--- Instructions to follow ---
Nothing below is to be printed except the lines between the line holding "x=101, y=195" and the line holding "x=270, y=179", inclusive, each exactly as it appears.

Data extracted from a collection:
☆ ☆ ☆
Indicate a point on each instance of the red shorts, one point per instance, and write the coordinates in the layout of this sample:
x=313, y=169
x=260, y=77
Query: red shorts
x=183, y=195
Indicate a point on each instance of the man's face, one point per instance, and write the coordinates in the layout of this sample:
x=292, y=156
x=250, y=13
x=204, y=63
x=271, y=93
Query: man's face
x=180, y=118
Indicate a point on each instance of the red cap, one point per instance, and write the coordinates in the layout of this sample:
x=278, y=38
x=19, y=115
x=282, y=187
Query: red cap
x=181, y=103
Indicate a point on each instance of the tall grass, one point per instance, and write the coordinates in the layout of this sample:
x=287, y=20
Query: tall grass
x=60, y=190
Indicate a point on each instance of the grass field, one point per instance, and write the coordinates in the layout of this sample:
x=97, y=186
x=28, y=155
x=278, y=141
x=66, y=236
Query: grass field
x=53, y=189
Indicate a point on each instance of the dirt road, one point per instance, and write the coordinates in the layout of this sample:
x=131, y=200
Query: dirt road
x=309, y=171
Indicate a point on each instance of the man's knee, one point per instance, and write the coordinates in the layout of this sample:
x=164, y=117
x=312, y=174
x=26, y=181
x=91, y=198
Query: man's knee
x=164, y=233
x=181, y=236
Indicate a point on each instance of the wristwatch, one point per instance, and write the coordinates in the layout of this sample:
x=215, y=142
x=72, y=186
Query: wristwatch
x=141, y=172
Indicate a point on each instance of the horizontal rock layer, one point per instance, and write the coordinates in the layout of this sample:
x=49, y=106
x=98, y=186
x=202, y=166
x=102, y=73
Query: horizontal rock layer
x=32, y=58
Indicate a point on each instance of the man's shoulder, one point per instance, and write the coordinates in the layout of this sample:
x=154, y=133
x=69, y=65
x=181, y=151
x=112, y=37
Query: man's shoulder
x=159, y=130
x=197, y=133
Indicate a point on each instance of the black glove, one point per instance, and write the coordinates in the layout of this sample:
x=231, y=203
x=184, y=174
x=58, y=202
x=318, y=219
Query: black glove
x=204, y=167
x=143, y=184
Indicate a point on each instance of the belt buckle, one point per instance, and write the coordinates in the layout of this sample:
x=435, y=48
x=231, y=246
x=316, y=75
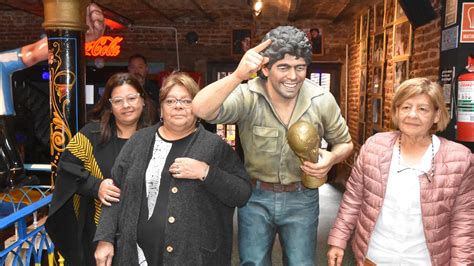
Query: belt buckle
x=279, y=188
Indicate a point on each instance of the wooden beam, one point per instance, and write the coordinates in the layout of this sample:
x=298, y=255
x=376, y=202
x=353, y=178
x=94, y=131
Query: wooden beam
x=294, y=8
x=150, y=6
x=206, y=14
x=33, y=7
x=352, y=9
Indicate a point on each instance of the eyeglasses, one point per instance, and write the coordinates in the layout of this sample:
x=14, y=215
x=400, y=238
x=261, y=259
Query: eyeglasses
x=119, y=101
x=419, y=110
x=183, y=102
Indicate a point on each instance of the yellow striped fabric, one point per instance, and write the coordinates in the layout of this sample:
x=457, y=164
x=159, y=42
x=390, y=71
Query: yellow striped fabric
x=81, y=148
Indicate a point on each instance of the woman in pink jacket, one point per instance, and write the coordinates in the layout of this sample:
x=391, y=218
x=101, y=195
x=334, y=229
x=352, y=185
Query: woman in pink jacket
x=410, y=197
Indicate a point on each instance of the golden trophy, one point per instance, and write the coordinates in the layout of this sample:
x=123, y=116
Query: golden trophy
x=304, y=140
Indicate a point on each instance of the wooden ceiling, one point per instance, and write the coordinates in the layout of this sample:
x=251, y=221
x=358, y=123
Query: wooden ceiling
x=148, y=12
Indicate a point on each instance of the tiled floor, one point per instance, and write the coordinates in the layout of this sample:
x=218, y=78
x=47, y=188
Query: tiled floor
x=329, y=198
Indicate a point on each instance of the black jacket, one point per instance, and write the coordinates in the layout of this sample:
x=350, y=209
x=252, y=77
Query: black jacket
x=203, y=210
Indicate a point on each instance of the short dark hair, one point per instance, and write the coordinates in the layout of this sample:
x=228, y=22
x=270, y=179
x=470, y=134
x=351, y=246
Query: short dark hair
x=135, y=56
x=102, y=111
x=286, y=40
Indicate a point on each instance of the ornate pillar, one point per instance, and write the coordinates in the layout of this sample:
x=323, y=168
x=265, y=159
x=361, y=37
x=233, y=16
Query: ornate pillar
x=64, y=22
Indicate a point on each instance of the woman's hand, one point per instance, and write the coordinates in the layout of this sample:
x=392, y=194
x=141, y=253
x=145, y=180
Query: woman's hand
x=108, y=192
x=104, y=253
x=335, y=255
x=322, y=167
x=187, y=168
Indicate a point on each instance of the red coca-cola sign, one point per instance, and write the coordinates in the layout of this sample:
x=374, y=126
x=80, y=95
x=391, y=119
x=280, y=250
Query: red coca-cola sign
x=105, y=46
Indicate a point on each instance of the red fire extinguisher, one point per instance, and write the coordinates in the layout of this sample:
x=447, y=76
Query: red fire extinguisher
x=465, y=103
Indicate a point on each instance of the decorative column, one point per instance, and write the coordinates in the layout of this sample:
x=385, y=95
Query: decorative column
x=64, y=22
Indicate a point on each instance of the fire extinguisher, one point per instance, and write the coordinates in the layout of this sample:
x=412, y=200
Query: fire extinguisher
x=465, y=103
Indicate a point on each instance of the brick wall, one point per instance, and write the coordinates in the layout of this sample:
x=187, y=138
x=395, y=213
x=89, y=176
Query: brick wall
x=423, y=62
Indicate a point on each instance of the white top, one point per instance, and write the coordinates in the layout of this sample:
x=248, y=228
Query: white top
x=161, y=150
x=398, y=237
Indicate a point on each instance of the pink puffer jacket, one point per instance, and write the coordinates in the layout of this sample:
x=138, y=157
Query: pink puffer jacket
x=447, y=201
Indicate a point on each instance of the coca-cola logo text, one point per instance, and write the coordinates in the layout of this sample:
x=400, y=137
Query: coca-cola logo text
x=105, y=46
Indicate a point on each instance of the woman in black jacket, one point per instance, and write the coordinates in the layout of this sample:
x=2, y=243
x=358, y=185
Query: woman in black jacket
x=179, y=184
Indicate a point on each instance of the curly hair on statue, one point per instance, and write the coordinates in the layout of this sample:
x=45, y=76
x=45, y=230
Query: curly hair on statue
x=287, y=40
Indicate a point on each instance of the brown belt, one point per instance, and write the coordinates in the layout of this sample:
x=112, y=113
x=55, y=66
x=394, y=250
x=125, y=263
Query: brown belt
x=277, y=187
☆ ☆ ☆
--- Answer space ---
x=101, y=195
x=334, y=229
x=352, y=185
Query: woman in pink jacket
x=410, y=197
Indicate a point on each instance of the golden trophy, one point per instance, and write the coordinates in the layout of this sample:
x=123, y=116
Query: golden trophy
x=304, y=140
Indicate a point on each instance of the wooden ceiling, one point per instance, and write the coordinates in the layout of this sample:
x=251, y=221
x=358, y=123
Query: wooden ceiling
x=148, y=12
Indicate a point on each instance of the tiled floor, one point per instance, and write the coordinates in the layout of this sample:
x=218, y=78
x=47, y=188
Query: tiled floor
x=329, y=198
Indicate a point on each instance of the black jacket, one point per instance, and write the coordinates in the layout of this sample:
x=350, y=209
x=252, y=77
Query: black jacket
x=203, y=210
Indicate a point on each instance of the short dark hair, one point per instance, and write the coordinates in the layout of this sample:
x=228, y=22
x=270, y=179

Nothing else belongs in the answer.